BEGIN SELECTION
# Fire in My Shed = Rear Seats Are Gone!



## G8assassin (Apr 15, 2015)

Hey Guys,

Last Friday I had a fire in one of my sheds and it completely burnt to the ground. Unfortunately, my mint condition 1966 GTO/Lemans seats were in there along with brand new (still in the box) front fenders. I can always order new fenders but losing those mint seats is devastating. 

To add salt to my wounds, State Farm was here today and they said car parts are NOT COVERED under my policy. Total BS!!!

Anyway... I just went through the Ames and OPGI catalogs and see that neither of them offer complete rear seats.

So.....What are my options for replacing them?

Any guidance and tips will be greatly appreciated! Thanks!

-KB-


----------



## Lemans guy (Oct 14, 2014)

I just did my front buckets on my 66 lemans with the kit from legendary auto interiors in NY...state..by the way

They have the custom vinyl, and supplied foam and even springs seat and back..

I did all the work myself with my wife. Cost was about $1000 kept original frames.....so if you can't find the whole seat

Maybe you can get frames from a junkyard, like Frank's Pontiac parts or similar...

Then the stuff from legendary,...or maybe hire someone....everything is available

Except the frames....Ithought I use to see those in the catalogs for $2500 on the buckets, but they may be not around anymore and that is steep.

Sorry about the fire, I think American Metal in Georgia remakes all that sheet metal on site for all the era muscle cars, I have ordered from them....think that name is right

Good luck!:thumbsup:


----------



## Lemans guy (Oct 14, 2014)

So it is Auto Metal Direct,...in Buford Georgia..they have the 66 GTO front fenders for $359... 

Others have them as well I am sure....


----------



## Pinion head (Jan 3, 2015)

Regret hearing of your loss. Have always worried a tornado hitting my warehouse or thieves. Moving very soon, now it will be tornado's and wildfires. 

On the rear seats, you need a pair of seat frames out of a '66 or 67 GM Abody 2door Post or 2 door hardtop. Convertibles and 4doors take different rear seats. Might put a wanted ad out for a pair of original '66 Lemans/GTO takeouts in your color. Over the years, have had a bunch of nice '67 LeMans/GTO rear seats. Also a bunch of nice rear seats out of '69 GTO's and 70's (real comfort weave). 

Not willing to wait til some really nice original upholstery ones show up, I'd put up a want ad on Racing Junk, might find some decent rear core '66-67 2door seats that are cheap cores.


----------



## G8assassin (Apr 15, 2015)

Thanks for all of the advice guys! 

I went in the yard and dug out the seat frames from under whatever snow is left over from the blizzard. I was hoping they might be salvageable. Unfortunately, they are a mangled mess. The fire was just too hot for them to withstand those temps.

Since my storage shed is now burnt to the ground, I'll have to wait about a month or two to start looking for seat frames. Need State Farm to get me a quote for the amount they will give me and then place an order for a new shed. Even if I found seats now, I won't have a place to store them. My other shed is packed with tools and the rest of my Lemans parts.

Hope none of you guys have to ever go through this crap. The shed was only 10' from my house and we only lost my office which is covered under insurance. It could have been so much worse if the brave firefighters didn't get here as fast as they did. Thank God for them.

Bottom line is, Lemans parts can be replaced. Lives can't!


----------



## Lemans guy (Oct 14, 2014)

G8..I should have also said that you will need the handle and hardware that moves the seat back and forth and the hard shell backside and hard shell skirt on the bottom, I think they are thin metal or aluminum. But Like pinion Head said a donor seat, even if the vinyl foam and springs are gone....you can refurbish all that, you need the frame and the other hard parts I mentioned....good luck!


----------



## G8assassin (Apr 15, 2015)

Lemans guy said:


> G8..I should have also said that you will need the handle and hardware that moves the seat back and forth and the hard shell backside and hard shell skirt on the bottom, I think they are thin metal or aluminum. But Like pinion Head said a donor seat, even if the vinyl foam and springs are gone....you can refurbish all that, you need the frame and the other hard parts I mentioned....good luck!


My front seats are safe and sound in the car so I won't be needing those parts. Only the rear seat got smoked!


----------
END SELECTION
BEGIN DATA SEGMENT
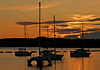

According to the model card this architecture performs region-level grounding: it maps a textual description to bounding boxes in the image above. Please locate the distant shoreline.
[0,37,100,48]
END DATA SEGMENT
AIM OF THE TASK »
Return the stretch of the shed-fire thread from "I did all the" through "parts or similar...", word for word. The data come from a separate source, not from the shed-fire thread.

EXERCISE ANSWER »
I did all the work myself with my wife. Cost was about $1000 kept original frames.....so if you can't find the whole seat

Maybe you can get frames from a junkyard, like Frank's Pontiac parts or similar...